## Document passage
──────
NetworkTigers discusses why hackers hack home networks and how to secure your home wifi network.

News of cyberattacks on businesses peppers the headlines daily. Hacks, breaches and ransomware are regular occurrences. What many people may find alarming is that home networks are also susceptible to cybercrime and frequent victims.

Why target personal computers?

It may seem odd that hackers are interested in breaching your home network, considering that businesses and organizations provide more spoils for the effort. Some of the reasons hackers hack home networks are:

To build botnets

Hackers use Distributed Denial of Service (DDoS) attacks to overwhelm targeted websites with traffic, knocking them offline. They can generate this activity using the botnet’s vast networks of private computers compromised with malware. The hackers can control these computers en masse, creating insurmountable waves of internet activity.

To direct victims to malicious sites

Criminals can use a hacked router to redirect internet users to sites of their choosing. These sites can harbor malicious code or force victims to download malware and spyware onto their devices. 

To browse illegal content

If your wifi is breached, someone can use your internet to browse the dark web, stream content, view illegal websites or make illegal purchases.

Because it’s easy

Most homeowners aren’t concerned about the security of their home internet. Research shows that one in six users don’t do anything to protect their network. Hackers are happy to take advantage of weak passwords and poor security habits.

How to keep your home network safe

Change your router’s default name and password

Most routers have a name and password for easy setup and configuration. Lists of default login credentials are available online and these names and passwords can be used to login to your router remotely. Many users never think to change these login credentials, and hackers prey on this. 

Keep your router and all connected devices updated

Hardware and software developers continually update their products to keep them secure. To prevent any cracks from appearing in your home network, make sure that every connected device is regularly updated with the latest patches, OS and firmware. Any network is only as secure as its weakest link, meaning everything from connected coffee makers to your tablets and phones can provide criminals with a way in.

Create tough network credentials

Anyone living in a populated area has seen lists of available wifi networks named after the address at which they are located or the people who live there. Create a network name that does not reveal identifying information for maximum safety. Avoid names, dates, sports teams, pets and any other words that might be associated with you in favor of a randomly generated string of numbers, letters and characters. Additionally, your network’s password should be impossible to guess. 

Use guest networks

While friends and family staying over are unlikely to wage cyber war on your wifi router, their browsing habits may put your network at risk. To prevent a guest from inadvertently opening the door for the bad guys, set up a separate network for them to use during their stay.
──────
## Dataset records
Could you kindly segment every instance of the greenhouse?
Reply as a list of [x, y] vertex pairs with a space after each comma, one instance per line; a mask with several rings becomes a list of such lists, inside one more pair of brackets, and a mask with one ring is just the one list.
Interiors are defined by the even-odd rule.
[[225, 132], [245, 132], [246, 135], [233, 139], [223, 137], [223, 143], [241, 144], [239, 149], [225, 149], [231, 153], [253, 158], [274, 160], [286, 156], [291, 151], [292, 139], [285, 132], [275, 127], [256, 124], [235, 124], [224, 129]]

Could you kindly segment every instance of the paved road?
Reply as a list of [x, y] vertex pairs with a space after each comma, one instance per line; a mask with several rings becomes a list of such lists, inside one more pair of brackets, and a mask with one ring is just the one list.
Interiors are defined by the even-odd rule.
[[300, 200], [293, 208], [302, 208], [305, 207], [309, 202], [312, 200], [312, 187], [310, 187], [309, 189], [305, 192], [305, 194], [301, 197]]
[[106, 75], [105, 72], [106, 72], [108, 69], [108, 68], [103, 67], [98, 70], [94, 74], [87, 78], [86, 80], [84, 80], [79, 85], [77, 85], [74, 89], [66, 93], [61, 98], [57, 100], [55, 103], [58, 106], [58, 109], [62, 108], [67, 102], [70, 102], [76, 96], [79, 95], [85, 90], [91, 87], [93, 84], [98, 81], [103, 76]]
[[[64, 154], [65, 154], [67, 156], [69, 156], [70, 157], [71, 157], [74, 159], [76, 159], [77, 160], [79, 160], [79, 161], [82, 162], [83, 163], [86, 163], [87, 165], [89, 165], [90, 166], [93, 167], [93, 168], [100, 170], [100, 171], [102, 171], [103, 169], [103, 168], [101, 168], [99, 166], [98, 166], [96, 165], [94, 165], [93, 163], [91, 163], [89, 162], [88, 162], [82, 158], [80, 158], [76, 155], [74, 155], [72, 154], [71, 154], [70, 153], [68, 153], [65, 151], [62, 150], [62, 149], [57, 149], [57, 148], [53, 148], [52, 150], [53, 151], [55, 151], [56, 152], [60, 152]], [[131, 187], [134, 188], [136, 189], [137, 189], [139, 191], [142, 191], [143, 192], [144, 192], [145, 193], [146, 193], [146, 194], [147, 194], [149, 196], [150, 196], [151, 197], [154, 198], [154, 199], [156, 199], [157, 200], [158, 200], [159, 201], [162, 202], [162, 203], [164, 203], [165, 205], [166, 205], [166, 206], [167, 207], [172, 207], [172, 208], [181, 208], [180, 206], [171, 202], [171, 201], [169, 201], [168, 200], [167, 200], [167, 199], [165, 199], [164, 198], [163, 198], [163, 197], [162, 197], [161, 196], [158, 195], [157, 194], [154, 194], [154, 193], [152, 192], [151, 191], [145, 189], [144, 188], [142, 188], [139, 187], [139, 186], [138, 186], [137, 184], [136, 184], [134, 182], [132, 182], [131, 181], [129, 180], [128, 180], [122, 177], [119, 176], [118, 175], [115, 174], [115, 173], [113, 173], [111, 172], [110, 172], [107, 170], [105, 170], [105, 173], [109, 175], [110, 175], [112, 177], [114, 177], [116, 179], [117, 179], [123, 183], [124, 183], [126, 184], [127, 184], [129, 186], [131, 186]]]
──────
## Task objective
Extend the home network security passage past its final sentence. The entries are separate material and are not part of the home network security text.

## Solved exercise
It would be best to create a guest network for the Internet of Things (IoT) devices outside your computers, phones and tablets. A network specifically made for thermostats, speakers, home security cameras and other electronics that don’t store personal data but may be especially easy to hack will keep criminals from being able to penetrate further into your system should they compromise one of them.

Use your router’s firewall and encryption

If your router has a built-in firewall and wifi encryption options, turn them on. Most of the time, these features aren’t the most robust. However, hackers seeking out home networks are primarily interested in low-hanging fruit. The more blockers you can put between a cybercriminal and success, the more likely they will move on to an easier target.

Ditch the old hardware

We get excited about and look forward to updating phones, computers and tablets. Lowly internet routers, however, tend to remain in use long after they’re past their prime.

Tucked away in entertainment centers, behind desks and in closets, most people don’t pay much mind to their routers aside from the occasional reset. Depending on your internet service provider, your router may have also been issued to you. This further removes you from feeling a sense of ownership over the device.

Outdated hardware can be full of opportunities for hackers. Some equipment may no longer receive updates from the manufacturer. Older routers may use the outdated WPA2 security protocol instead of the more secure WPA3 protocol. WPA2 routers still in use should be replaced as soon as possible.

A hardware firewall in your home network should also be inspected to ensure it’s built for a modern security environment. Old, unsupported firewalls should be replaced with newer models. 

You can save money by buying used network gear from a dealer with a reputation for quality refurbished equipment.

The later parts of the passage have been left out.